* **Text excerpt**
►

In the previous chapter we focused almost exclusively on the
computation of derivatives. In this
chapter will focus on applications of derivatives. It is important to always remember that we
didn’t spend a whole chapter talking about computing derivatives just to be
talking about them. There are many very
important applications to derivatives.

The two main applications that we’ll be looking at in this
chapter are using derivatives to determine information about graphs of
functions and optimization problems.
These will not be the only applications however. We will be revisiting limits and taking a
look at an application of derivatives that will allow us to compute limits that
we haven’t been able to compute previously.
We will also see how derivatives can be used to estimate solutions to
equations.

Here is a listing of the topics in this section.

**Rates of Change** The point of this section is to remind us of
the application/interpretation of derivatives that we were dealing with in the
previous chapter. Namely, rates of
change.

**Critical Points** In this section we will define critical
points. Critical points will show up in
many of the sections in this chapter so it will be important to understand
them.

**Minimum and Maximum Values** In this section we will take a look at some of
the basic definitions and facts involving minimum and maximum values of
functions.

** **

**Finding Absolute Extrema** Here is the first application of derivatives
that we’ll look at in this chapter. We
will be determining the largest and smallest value of a function on an
interval.

**The Shape of a Graph, Part I** We will start looking at the information that
the first derivatives can tell us about the graph of a function. We will be looking at increasing/decreasing
functions as well as the First Derivative Test.

**The Shape of a Graph, Part II** In this section we will look at the
information about the graph of a function that the second derivatives can tell
us. We will look at inflection points,
concavity, and the Second Derivative Test.

**The Mean Value Theorem** Here we will take a look at the Mean Value
Theorem.

**Optimization Problems** This is the second major application of
derivatives in this chapter. In this
section we will look at optimizing a function, possibly subject to some
constraint.

**More Optimization Problems** Here are even more optimization problems.

**L’Hospital’s Rule and Indeterminate Forms** This isn’t the first time that we’ve looked at
indeterminate forms. In this section we
will take a look at L’Hospital’s Rule.
This rule will allow us to compute some limits that we couldn’t do until
this section.

**Linear Approximations** Here we will use derivatives to compute a
linear approximation to a function. As
we will see however, we’ve actually already done this.

**Differentials** We will look at differentials in this section
as well as an application for them.

**Newton’s Method** With this application of derivatives we’ll see
how to approximate solutions to an equation.

**Business Applications** Here we will take a quick look at some applications
of derivatives to the business field.

◄

* **Exercises**
• a. From the overview of derivative applications, extract the passage from "The two main" up to and including "to compute previously.", word for word.
• b. According to the overview of derivative applications, what are the two main applications covered in the chapter?

* **Recorded information**
►

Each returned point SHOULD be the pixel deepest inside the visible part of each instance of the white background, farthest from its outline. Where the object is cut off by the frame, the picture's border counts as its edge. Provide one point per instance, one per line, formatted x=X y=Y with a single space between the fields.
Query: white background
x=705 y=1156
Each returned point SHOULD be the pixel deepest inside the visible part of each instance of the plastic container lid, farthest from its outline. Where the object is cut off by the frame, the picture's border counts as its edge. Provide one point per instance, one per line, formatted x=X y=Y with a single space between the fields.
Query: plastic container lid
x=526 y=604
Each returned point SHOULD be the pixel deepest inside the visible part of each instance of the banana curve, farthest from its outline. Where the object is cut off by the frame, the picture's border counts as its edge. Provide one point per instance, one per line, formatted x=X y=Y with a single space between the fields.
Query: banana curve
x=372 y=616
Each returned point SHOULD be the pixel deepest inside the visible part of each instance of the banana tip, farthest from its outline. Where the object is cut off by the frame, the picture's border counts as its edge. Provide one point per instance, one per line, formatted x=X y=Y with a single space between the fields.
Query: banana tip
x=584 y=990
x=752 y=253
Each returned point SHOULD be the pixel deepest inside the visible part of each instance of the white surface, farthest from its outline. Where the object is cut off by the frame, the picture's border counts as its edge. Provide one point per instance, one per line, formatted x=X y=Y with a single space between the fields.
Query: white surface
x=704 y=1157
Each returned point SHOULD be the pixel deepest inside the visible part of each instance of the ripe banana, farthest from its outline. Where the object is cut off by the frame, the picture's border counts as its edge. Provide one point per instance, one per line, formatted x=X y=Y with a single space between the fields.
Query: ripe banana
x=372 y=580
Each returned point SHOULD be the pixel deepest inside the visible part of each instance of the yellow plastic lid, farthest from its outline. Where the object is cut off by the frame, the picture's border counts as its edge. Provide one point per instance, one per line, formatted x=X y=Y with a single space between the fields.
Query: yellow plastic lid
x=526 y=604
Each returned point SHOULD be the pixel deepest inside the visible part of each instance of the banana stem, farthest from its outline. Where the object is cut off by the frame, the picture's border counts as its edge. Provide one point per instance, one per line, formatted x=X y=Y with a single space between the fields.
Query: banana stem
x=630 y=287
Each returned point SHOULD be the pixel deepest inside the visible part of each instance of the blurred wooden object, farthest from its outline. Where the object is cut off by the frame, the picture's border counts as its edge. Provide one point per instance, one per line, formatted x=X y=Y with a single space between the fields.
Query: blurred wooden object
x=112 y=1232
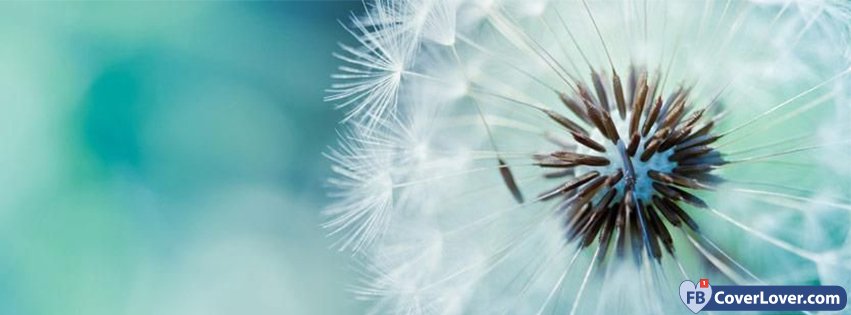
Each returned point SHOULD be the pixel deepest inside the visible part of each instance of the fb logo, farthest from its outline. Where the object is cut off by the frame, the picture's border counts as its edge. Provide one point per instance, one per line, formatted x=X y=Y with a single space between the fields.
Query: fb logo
x=695 y=297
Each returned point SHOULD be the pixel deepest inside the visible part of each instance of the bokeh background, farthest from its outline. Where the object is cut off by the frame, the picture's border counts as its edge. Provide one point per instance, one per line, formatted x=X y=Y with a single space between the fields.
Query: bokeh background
x=165 y=158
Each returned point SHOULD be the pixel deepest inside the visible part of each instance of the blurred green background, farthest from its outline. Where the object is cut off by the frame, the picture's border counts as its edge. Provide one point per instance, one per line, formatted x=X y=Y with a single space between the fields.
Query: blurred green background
x=165 y=158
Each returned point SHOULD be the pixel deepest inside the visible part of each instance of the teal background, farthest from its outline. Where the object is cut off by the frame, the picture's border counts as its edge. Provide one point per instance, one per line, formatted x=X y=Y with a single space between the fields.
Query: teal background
x=165 y=158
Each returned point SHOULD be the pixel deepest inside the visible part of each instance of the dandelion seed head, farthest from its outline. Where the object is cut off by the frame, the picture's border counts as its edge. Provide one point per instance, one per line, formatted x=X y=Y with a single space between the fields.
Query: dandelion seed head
x=519 y=156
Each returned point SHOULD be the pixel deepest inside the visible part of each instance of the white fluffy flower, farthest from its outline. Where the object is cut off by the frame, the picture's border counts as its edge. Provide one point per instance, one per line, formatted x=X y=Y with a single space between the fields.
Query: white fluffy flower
x=523 y=157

◄

* **Responses to the exercise**
• a.
The two main applications that we’ll be looking at in this
chapter are using derivatives to determine information about graphs of
functions and optimization problems.
These will not be the only applications however. We will be revisiting limits and taking a
look at an application of derivatives that will allow us to compute limits that
we haven’t been able to compute previously.

• b. Using derivatives to determine information about graphs of functions, and optimization problems.